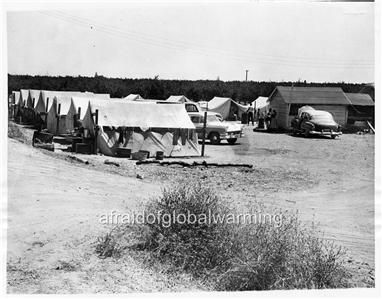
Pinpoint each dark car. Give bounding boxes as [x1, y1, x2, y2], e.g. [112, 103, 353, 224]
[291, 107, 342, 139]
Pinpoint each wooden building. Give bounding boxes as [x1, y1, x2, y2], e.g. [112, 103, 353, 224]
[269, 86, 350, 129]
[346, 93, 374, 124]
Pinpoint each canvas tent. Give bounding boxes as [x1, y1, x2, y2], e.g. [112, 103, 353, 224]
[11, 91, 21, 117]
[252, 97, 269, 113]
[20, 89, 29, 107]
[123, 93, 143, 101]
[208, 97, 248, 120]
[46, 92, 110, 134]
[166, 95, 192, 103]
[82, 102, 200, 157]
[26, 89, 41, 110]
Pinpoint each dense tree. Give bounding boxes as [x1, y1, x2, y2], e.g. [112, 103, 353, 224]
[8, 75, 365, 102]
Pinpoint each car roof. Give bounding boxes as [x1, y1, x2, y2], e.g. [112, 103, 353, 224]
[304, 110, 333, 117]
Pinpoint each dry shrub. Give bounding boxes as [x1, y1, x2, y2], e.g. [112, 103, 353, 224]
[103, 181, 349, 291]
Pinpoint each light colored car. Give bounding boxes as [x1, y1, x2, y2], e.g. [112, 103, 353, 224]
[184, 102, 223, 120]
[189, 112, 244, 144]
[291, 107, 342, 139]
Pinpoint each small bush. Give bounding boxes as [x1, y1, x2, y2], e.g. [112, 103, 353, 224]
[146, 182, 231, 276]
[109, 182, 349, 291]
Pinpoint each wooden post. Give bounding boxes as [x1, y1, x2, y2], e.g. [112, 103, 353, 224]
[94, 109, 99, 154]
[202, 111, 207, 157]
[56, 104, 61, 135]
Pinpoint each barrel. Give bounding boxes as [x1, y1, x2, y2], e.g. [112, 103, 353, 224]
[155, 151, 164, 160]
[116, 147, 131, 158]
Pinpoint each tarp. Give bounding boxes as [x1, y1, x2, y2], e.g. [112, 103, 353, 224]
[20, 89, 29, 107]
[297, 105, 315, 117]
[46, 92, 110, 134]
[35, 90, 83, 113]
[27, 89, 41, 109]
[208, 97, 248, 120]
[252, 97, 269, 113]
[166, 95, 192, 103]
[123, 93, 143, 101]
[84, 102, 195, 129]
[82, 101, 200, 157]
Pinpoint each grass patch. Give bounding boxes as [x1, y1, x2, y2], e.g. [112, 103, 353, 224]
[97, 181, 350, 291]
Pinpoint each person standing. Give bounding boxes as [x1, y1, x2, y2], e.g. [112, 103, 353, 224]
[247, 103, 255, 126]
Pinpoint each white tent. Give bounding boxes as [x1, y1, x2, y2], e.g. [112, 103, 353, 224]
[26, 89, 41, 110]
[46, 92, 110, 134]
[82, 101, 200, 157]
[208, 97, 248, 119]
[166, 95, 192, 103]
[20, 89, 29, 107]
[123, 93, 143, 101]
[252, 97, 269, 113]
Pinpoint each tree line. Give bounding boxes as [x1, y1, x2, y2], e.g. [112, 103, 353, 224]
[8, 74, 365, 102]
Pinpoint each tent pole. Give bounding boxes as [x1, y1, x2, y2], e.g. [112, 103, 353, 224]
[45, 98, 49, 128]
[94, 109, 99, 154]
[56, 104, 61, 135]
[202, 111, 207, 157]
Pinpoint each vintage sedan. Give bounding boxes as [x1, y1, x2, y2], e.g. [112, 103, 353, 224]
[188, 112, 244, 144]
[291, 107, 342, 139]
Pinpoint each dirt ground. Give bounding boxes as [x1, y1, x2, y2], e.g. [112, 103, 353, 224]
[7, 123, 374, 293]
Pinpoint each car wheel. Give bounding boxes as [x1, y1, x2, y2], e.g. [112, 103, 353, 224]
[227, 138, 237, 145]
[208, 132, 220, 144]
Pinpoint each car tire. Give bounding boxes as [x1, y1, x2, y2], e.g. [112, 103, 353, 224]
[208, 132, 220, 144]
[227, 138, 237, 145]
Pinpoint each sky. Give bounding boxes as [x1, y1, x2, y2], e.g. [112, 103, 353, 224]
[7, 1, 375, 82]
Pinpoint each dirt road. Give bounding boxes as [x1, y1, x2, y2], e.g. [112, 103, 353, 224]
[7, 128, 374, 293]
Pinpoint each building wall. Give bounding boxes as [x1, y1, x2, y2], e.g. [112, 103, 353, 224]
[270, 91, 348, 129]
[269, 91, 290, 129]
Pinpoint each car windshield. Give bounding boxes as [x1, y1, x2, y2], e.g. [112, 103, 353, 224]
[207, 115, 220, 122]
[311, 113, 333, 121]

+++

**TASK DIRECTIONS:**
Copy every record above verbatim, omitting the pictures.

**WRITTEN ANSWER:**
Pinpoint each dark car. Give bounding boxes as [x1, y1, x2, y2], e.g. [112, 103, 353, 224]
[291, 107, 342, 139]
Pinpoint each wooden building. Give bounding boxes as [x1, y1, x2, y2], e.g. [112, 103, 353, 224]
[269, 86, 350, 129]
[346, 93, 374, 124]
Pinpoint each canvas tent. Give bounding boxes as [x1, y1, x2, y2], e.g. [112, 103, 353, 224]
[11, 91, 21, 117]
[252, 97, 269, 113]
[20, 89, 29, 107]
[123, 93, 143, 101]
[208, 97, 248, 120]
[46, 92, 110, 134]
[166, 95, 192, 103]
[82, 102, 200, 157]
[26, 89, 41, 110]
Pinpoint each dense tree. Give bounding boxes as [x1, y1, x2, y2], e.g. [112, 103, 353, 224]
[8, 75, 365, 102]
Pinpoint each car roof. Give bounding boxes as [x1, y1, x2, y2], e.g. [112, 103, 353, 224]
[304, 110, 333, 117]
Pinpoint each dry shrub. Give bounding boxes as [x1, y1, x2, y2], e.g. [112, 103, 353, 224]
[103, 181, 349, 291]
Pinpoint each light colored car. Give bounding boxes as [x1, y1, x2, y2], e.g. [112, 103, 353, 224]
[184, 102, 223, 120]
[189, 112, 244, 144]
[291, 107, 342, 139]
Pinpoint each small bush. Give bounding boxes as [x1, y1, x2, y2], e.g. [112, 103, 353, 224]
[146, 182, 231, 276]
[109, 182, 349, 291]
Pinpoint each wooden post. Give bounding boxes as [x1, y1, x2, y2], e.g. [112, 103, 353, 224]
[94, 109, 99, 154]
[202, 111, 207, 157]
[56, 104, 61, 135]
Pinpoint each barrel. Give bounding boxes as [x1, y1, x2, y2], e.g. [112, 103, 353, 224]
[155, 151, 164, 160]
[116, 147, 131, 158]
Pinpoint each tarp. Give bounding boxes as [x1, y1, x2, y2], e.g. [112, 103, 353, 224]
[20, 89, 29, 107]
[297, 105, 315, 117]
[46, 92, 110, 134]
[35, 90, 83, 113]
[27, 89, 41, 109]
[208, 97, 248, 120]
[252, 97, 269, 113]
[166, 95, 192, 103]
[123, 93, 143, 101]
[84, 102, 195, 129]
[82, 101, 200, 157]
Pinpoint each grass patch. Give bounding boxes as [x1, y1, x2, y2], e.g. [112, 103, 353, 224]
[97, 181, 350, 291]
Pinpoint each person standing. Give bounding boxes as [x1, y1, x2, y2], e.g. [112, 103, 353, 224]
[247, 103, 255, 126]
Pinpoint each white tent. Give bounding boxes as [x1, y1, x2, y2], e.g. [112, 103, 353, 224]
[26, 89, 41, 110]
[46, 92, 110, 134]
[82, 101, 200, 157]
[208, 97, 248, 119]
[166, 95, 192, 103]
[20, 89, 29, 107]
[123, 93, 143, 101]
[252, 97, 269, 113]
Pinpoint each tree line. Give bounding boxes as [x1, y1, x2, y2], e.g. [112, 103, 353, 224]
[8, 74, 365, 102]
Pinpoint each tent pole. Give bounding boxes as [x1, y1, x2, y2], e.g. [112, 103, 353, 224]
[45, 98, 49, 128]
[94, 109, 99, 154]
[56, 104, 61, 135]
[202, 111, 207, 157]
Pinpoint each vintage sedan. Give bounding boxes as [x1, y1, x2, y2], e.g. [112, 103, 353, 224]
[188, 112, 244, 144]
[291, 107, 342, 139]
Pinpoint each dirt ground. Give bounding boxes as [x1, y1, x2, y2], e.g. [112, 103, 353, 224]
[7, 123, 374, 293]
Pinpoint each car wheel. Give bounding boxes as [x1, y1, x2, y2], e.g. [112, 103, 353, 224]
[227, 138, 237, 145]
[208, 132, 220, 144]
Pinpoint each car tire. Give bounding boxes as [x1, y1, x2, y2], e.g. [112, 103, 353, 224]
[208, 132, 220, 144]
[227, 138, 237, 145]
Pinpoint each sky. Give bounding boxes as [x1, y1, x2, y2], e.g. [112, 103, 353, 224]
[7, 1, 375, 82]
Pinpoint each dirt road. Give bounding boxes as [x1, y1, x2, y2], e.g. [112, 103, 353, 224]
[7, 128, 374, 293]
Pinpoint each building wall. Give bounding boxes as [x1, y1, x2, y2], e.g. [112, 103, 353, 224]
[270, 91, 348, 129]
[269, 91, 290, 129]
Pinpoint each car windshield. Give bounding boxes as [x1, y1, x2, y2], e.g. [112, 103, 353, 224]
[207, 115, 220, 122]
[311, 113, 333, 121]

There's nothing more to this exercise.